- [DESCRIPTION OF THE TASK]: Copy everything from the start of the material down through the line containing "367, 470, 389, 485", substituting "camera frame" for each "captured frame" and leaving all else unchanged. Omit the pictures.

- [SUPPLIED RECORDS]:
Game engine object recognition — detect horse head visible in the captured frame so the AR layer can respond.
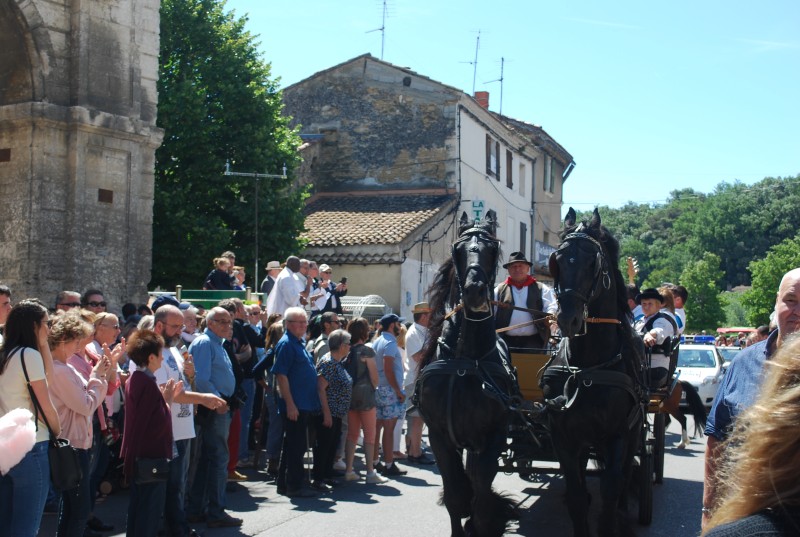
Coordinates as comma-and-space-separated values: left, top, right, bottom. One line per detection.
453, 211, 500, 320
549, 207, 621, 337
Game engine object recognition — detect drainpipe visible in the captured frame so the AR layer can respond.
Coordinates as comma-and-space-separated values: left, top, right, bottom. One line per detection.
531, 157, 538, 264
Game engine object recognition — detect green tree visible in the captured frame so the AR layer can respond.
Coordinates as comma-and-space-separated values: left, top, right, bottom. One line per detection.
719, 291, 747, 326
742, 235, 800, 326
152, 0, 305, 288
680, 252, 725, 332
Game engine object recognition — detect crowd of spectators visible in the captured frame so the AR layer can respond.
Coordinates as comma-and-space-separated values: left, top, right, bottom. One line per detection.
0, 252, 433, 537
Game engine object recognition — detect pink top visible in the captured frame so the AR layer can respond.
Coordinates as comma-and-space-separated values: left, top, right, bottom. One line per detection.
49, 358, 108, 449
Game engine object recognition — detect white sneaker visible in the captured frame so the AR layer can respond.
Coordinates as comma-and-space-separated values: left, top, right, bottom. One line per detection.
367, 470, 389, 485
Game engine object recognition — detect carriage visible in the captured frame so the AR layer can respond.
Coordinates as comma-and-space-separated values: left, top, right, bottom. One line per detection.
499, 348, 677, 525
414, 209, 697, 537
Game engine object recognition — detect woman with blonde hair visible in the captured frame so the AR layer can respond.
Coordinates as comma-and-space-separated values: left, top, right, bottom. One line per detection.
703, 336, 800, 537
47, 310, 111, 537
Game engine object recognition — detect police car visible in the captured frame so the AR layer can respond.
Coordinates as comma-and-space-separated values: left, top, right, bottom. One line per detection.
677, 343, 725, 407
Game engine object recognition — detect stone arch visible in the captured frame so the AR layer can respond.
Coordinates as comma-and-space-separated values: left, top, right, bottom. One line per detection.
0, 0, 53, 106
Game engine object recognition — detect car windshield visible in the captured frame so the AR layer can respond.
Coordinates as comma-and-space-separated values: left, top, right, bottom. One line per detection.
717, 347, 742, 362
678, 349, 717, 367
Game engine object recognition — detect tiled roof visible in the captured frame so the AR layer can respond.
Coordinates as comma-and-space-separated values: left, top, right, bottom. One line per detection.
303, 194, 453, 248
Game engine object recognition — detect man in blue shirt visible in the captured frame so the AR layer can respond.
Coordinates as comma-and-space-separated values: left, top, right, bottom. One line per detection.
186, 307, 242, 528
702, 268, 800, 525
372, 313, 408, 476
271, 307, 321, 498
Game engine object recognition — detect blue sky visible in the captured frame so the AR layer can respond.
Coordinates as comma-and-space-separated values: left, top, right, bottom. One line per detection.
220, 0, 800, 210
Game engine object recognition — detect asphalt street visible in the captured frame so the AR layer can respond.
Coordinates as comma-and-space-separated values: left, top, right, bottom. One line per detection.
39, 418, 705, 537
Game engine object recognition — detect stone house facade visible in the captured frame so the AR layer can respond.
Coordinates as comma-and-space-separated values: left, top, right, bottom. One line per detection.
283, 54, 575, 316
0, 0, 163, 310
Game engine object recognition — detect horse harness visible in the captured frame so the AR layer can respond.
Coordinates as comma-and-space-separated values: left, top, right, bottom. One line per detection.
553, 228, 622, 330
411, 338, 514, 449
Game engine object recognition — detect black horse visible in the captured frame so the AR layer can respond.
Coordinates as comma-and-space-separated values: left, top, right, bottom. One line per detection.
416, 211, 516, 536
542, 208, 644, 537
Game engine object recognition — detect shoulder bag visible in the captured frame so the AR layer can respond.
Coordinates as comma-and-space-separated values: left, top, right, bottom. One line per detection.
133, 457, 169, 485
20, 347, 83, 492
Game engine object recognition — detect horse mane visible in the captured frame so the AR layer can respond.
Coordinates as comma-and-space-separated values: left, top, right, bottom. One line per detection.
560, 216, 633, 326
419, 257, 456, 370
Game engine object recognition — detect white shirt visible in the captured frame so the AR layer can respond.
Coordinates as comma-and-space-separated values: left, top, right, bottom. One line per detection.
675, 308, 686, 334
267, 267, 305, 315
635, 315, 675, 369
494, 283, 558, 336
155, 347, 195, 440
404, 323, 428, 393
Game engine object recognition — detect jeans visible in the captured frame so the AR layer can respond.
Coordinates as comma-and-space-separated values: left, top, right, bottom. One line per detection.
277, 410, 313, 493
187, 411, 231, 520
89, 420, 111, 513
313, 416, 342, 481
164, 438, 192, 537
0, 441, 50, 537
56, 449, 90, 537
261, 375, 283, 460
125, 480, 167, 537
239, 379, 256, 459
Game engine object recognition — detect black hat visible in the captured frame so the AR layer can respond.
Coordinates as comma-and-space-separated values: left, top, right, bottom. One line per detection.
381, 313, 405, 330
150, 295, 181, 313
503, 252, 533, 268
636, 287, 664, 304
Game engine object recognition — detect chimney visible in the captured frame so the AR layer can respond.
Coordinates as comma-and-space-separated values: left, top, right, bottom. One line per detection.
475, 91, 489, 110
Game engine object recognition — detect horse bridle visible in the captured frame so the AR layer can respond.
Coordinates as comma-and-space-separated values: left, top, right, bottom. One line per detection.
553, 231, 621, 327
445, 227, 500, 322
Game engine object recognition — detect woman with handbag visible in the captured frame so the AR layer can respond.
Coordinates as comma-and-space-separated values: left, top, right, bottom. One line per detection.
120, 330, 183, 537
48, 310, 111, 537
0, 300, 61, 537
344, 317, 386, 484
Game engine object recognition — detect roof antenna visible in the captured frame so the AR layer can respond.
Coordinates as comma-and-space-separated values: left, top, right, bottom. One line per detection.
365, 0, 389, 60
488, 57, 506, 116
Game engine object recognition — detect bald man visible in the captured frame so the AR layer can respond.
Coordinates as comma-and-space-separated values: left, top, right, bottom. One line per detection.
702, 268, 800, 526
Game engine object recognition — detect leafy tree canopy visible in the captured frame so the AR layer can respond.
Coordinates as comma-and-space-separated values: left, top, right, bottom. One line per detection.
152, 0, 305, 288
742, 235, 800, 326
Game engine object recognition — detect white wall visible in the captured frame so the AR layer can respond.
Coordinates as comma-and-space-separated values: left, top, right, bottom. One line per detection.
459, 110, 539, 256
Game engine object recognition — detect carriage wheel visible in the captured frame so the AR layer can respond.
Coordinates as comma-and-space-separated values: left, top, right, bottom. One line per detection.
653, 412, 667, 485
638, 446, 653, 526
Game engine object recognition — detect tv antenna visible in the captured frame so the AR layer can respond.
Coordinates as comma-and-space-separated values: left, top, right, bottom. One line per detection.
461, 30, 481, 93
488, 57, 506, 116
366, 0, 389, 60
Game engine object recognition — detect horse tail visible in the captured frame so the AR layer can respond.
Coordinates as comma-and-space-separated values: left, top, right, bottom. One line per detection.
680, 380, 706, 436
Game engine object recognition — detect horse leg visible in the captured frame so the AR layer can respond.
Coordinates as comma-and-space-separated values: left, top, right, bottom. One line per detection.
554, 442, 589, 537
672, 408, 689, 449
428, 429, 472, 537
597, 437, 628, 537
466, 430, 518, 537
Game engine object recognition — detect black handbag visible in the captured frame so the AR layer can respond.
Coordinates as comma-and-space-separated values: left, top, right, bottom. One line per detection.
20, 347, 83, 492
133, 457, 169, 485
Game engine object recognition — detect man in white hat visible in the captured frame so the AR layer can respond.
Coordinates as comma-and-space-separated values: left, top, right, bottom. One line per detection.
404, 302, 434, 464
494, 252, 558, 349
311, 263, 347, 318
261, 261, 281, 304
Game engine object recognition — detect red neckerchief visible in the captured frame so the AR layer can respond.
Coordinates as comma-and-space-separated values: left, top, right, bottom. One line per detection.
506, 274, 536, 289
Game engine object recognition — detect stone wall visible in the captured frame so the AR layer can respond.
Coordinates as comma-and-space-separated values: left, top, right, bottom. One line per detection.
283, 56, 460, 191
0, 0, 162, 309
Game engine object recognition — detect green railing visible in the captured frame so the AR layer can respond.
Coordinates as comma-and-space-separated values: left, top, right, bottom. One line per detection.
149, 285, 261, 309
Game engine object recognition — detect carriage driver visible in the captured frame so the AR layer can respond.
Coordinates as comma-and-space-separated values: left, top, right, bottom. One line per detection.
634, 287, 678, 390
494, 252, 558, 349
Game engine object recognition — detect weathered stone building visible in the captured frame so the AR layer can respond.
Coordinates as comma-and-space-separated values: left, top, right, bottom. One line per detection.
283, 54, 574, 314
0, 0, 162, 308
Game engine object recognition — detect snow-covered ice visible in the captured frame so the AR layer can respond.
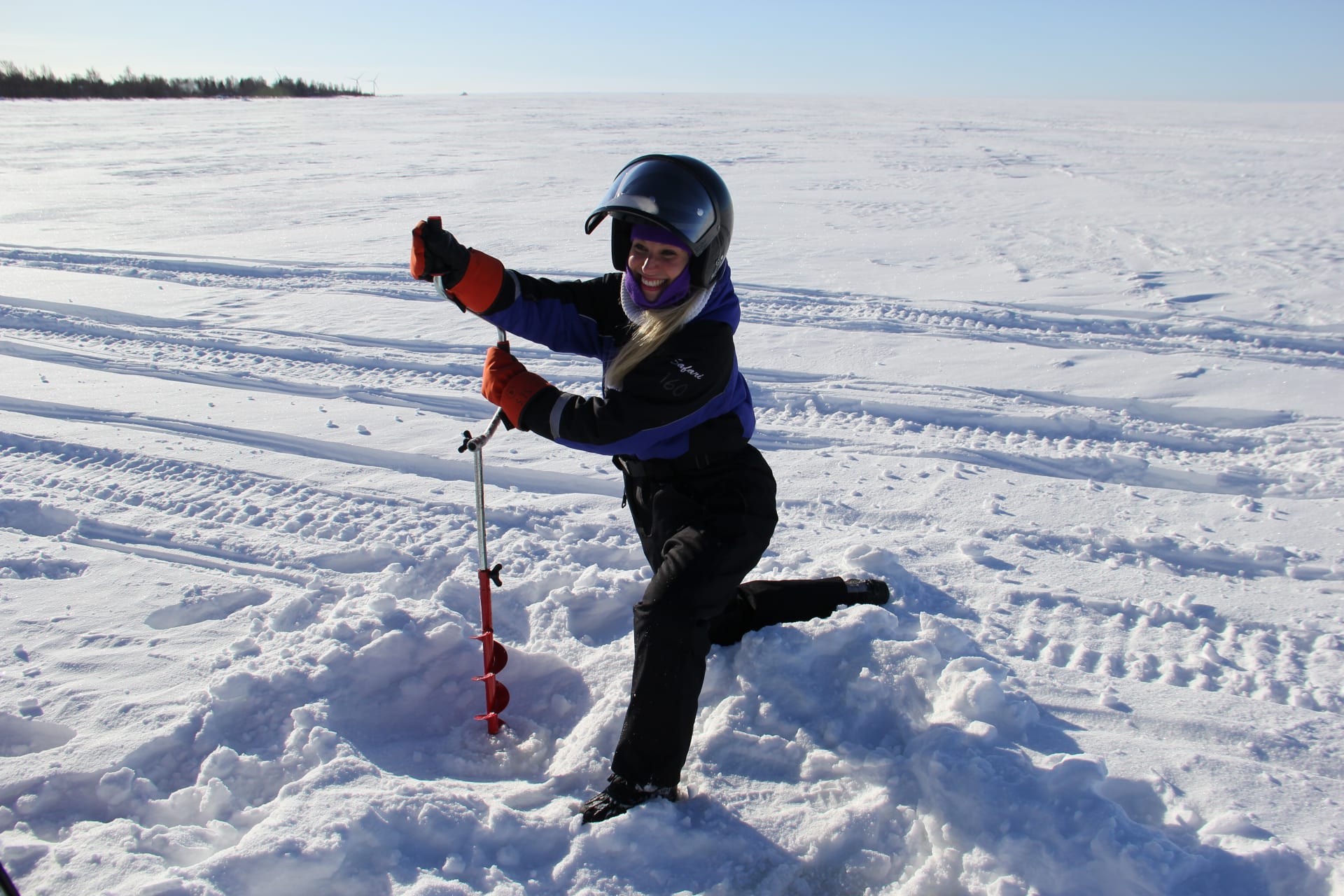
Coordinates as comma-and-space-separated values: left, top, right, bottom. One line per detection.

- [FINAL RESULT]:
Game engine object recognition — detect horse head visible in the camera frame so the AR layer can respond.
Coordinates as comma-and-space-separated values: left, top, right, bottom. One line per detection.
453, 211, 500, 320
549, 207, 621, 337
Game engine object recognition — detect drainpipe visible in the camera frame so the AR layer can respond.
Coordinates as comma-and-space-separated values: left, top, right, bottom. One line per detection.
531, 157, 538, 264
Game engine object recognition — detect green tree visible in the camera frame so the AR layer can respond.
Coordinates as comma-and-space-separated values: left, top, right, bottom. One line per detection.
719, 291, 747, 326
742, 235, 800, 326
152, 0, 305, 288
680, 252, 725, 332
Game engine object recognition — detect crowd of spectators visible in the camera frame so the AR layer can respond.
Coordinates as comma-and-space-separated values: left, top, right, bottom. One line per detection.
0, 252, 433, 537
Game engine object recognition — detect pink top visible in the camera frame so the AR layer can respond.
Coordinates as comma-and-space-separated values: left, top, right, bottom. One line per detection.
49, 358, 108, 449
Game engine object recognition — detect white sneaker visible in the camera frame so the AR layer can respond.
Coordinates as comma-and-space-separated values: left, top, right, bottom. One line per detection.
367, 470, 389, 485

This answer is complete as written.